DESCRIPTION OF THE TASK: Within the listing below, filter for "girl" and copy every matching line.

DATA PROVIDED:
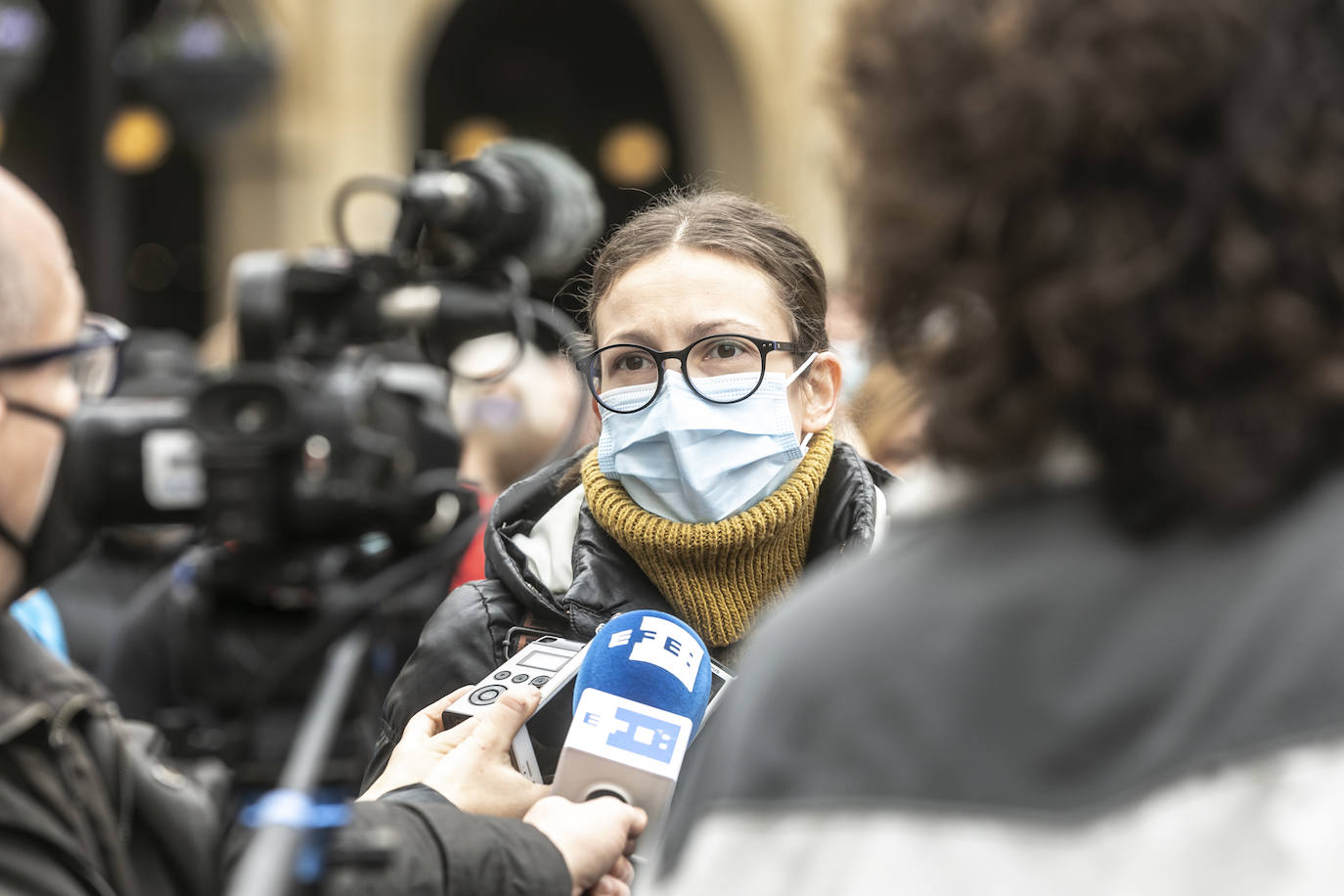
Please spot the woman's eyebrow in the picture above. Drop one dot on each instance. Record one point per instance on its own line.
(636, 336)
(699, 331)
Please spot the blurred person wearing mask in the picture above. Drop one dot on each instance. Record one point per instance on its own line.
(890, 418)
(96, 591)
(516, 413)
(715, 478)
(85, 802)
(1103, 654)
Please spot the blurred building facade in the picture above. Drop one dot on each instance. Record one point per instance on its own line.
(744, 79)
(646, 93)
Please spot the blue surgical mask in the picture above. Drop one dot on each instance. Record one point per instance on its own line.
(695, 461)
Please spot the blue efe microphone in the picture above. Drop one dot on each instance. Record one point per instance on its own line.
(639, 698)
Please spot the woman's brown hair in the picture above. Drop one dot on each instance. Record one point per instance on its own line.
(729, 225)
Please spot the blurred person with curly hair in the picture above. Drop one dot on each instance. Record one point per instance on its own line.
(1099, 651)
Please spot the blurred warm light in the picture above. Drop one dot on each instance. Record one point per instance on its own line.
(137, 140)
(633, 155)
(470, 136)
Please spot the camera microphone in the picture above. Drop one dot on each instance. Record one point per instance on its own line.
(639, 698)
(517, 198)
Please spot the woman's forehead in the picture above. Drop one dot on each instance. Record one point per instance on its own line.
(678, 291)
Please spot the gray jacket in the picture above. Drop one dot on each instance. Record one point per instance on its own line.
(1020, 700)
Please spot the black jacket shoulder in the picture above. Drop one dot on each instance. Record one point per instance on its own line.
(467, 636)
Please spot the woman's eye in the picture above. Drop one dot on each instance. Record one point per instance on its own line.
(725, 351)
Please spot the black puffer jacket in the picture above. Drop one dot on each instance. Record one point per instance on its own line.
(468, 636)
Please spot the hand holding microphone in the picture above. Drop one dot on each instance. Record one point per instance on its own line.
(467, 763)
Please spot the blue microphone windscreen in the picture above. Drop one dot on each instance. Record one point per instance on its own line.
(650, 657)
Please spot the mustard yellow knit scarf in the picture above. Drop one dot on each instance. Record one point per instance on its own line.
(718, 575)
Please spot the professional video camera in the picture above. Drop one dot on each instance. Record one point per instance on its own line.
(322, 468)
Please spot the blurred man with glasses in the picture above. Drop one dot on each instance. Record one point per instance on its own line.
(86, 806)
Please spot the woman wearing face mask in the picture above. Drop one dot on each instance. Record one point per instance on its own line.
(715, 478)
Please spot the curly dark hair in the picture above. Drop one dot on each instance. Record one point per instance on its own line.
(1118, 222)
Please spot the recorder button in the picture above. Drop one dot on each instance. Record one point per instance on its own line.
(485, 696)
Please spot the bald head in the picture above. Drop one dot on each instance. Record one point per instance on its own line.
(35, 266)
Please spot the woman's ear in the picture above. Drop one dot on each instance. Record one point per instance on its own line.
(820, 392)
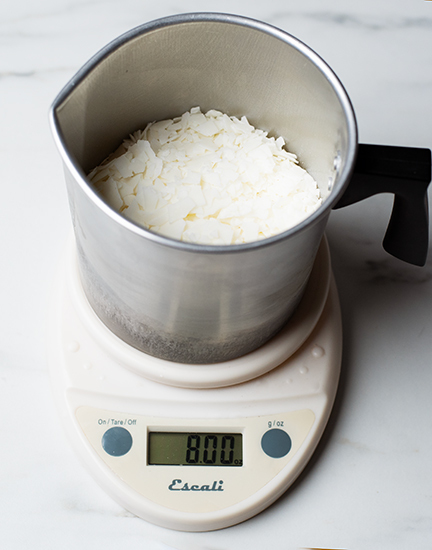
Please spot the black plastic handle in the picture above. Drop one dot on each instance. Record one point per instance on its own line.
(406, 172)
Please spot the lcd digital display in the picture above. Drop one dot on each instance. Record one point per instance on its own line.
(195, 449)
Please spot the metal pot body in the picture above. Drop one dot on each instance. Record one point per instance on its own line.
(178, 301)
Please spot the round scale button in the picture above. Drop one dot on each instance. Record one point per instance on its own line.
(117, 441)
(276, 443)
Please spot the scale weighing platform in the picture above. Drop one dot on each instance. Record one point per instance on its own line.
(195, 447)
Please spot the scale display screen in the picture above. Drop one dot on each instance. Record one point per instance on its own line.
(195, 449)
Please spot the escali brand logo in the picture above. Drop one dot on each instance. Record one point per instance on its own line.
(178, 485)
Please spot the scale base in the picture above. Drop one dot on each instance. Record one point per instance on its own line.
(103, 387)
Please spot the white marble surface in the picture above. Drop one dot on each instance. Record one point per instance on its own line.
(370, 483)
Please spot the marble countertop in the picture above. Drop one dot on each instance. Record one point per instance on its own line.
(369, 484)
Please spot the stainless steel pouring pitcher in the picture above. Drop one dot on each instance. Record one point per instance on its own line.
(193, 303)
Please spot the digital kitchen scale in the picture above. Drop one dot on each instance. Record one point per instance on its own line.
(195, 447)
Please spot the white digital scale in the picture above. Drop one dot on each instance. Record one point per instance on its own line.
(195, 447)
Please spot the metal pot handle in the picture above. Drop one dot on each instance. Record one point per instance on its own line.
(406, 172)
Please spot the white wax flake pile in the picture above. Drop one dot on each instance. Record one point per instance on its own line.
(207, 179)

...

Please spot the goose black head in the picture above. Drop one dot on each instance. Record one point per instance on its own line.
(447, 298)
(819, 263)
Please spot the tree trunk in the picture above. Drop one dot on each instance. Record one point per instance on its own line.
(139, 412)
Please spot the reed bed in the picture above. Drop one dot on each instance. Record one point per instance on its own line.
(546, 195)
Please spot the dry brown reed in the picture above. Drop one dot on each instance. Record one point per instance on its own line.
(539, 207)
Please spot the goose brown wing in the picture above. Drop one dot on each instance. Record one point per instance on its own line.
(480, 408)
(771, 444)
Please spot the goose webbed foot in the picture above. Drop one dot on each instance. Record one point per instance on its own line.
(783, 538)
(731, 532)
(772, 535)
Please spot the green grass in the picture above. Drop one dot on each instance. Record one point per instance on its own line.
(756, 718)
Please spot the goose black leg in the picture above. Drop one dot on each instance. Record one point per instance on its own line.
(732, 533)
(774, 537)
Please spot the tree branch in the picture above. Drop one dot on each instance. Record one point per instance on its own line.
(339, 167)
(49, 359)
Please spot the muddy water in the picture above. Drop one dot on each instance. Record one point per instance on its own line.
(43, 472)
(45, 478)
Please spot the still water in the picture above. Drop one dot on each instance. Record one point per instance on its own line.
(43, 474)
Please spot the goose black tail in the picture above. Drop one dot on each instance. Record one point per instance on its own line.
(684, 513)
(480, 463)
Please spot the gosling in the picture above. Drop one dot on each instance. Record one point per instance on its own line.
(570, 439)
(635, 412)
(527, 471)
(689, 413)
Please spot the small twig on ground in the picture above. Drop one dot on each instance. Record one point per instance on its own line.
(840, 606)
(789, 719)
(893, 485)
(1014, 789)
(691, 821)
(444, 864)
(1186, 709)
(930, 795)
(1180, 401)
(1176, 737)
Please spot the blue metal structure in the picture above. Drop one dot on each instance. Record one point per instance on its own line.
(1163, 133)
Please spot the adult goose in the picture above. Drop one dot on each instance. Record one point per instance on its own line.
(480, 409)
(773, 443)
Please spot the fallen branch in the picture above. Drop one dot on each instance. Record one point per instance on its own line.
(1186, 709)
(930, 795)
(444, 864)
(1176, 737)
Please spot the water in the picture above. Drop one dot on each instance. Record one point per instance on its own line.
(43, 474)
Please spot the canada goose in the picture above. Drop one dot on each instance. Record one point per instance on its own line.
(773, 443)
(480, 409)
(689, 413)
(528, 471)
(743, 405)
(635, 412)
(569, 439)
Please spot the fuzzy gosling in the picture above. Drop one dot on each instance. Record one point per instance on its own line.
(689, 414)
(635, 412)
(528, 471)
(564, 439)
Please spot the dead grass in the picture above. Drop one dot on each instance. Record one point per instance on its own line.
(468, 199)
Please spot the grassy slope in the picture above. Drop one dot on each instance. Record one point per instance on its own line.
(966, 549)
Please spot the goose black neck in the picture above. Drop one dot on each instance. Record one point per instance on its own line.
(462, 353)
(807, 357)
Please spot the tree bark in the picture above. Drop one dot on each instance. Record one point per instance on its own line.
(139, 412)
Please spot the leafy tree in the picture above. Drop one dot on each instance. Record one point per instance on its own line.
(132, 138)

...

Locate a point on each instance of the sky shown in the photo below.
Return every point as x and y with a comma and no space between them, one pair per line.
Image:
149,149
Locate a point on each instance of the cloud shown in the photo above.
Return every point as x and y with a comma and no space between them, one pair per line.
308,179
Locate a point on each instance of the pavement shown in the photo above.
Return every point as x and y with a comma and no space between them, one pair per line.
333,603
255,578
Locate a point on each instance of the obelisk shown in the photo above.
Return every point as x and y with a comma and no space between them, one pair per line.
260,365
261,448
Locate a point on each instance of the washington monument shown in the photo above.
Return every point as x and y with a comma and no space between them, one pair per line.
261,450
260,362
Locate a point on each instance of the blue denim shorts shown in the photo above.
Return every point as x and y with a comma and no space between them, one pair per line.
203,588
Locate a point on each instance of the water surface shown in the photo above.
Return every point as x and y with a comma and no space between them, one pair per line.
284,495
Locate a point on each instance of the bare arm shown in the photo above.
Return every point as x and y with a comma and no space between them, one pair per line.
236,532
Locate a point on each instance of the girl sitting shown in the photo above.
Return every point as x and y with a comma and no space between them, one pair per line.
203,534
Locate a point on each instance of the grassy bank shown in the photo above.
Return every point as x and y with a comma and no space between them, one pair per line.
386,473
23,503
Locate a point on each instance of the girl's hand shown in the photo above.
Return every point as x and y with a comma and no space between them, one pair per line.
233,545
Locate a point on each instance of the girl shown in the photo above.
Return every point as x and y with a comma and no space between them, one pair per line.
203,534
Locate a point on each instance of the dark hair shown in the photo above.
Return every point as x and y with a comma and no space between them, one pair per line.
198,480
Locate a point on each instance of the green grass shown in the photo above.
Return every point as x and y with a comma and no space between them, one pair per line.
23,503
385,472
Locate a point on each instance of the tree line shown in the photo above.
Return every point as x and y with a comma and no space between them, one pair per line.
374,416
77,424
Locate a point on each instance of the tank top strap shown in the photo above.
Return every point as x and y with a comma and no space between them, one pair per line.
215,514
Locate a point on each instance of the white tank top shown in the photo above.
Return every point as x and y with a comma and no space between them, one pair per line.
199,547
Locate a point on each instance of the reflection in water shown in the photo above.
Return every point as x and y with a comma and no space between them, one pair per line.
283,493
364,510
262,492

SOLUTION FOR THIS EXERCISE:
Locate a point on each instance of the girl sitting shown in the photo above.
Locate a point on each instance of the girl's hand shown in the photo above.
Locate a point on each instance of the girl shown in the photo above.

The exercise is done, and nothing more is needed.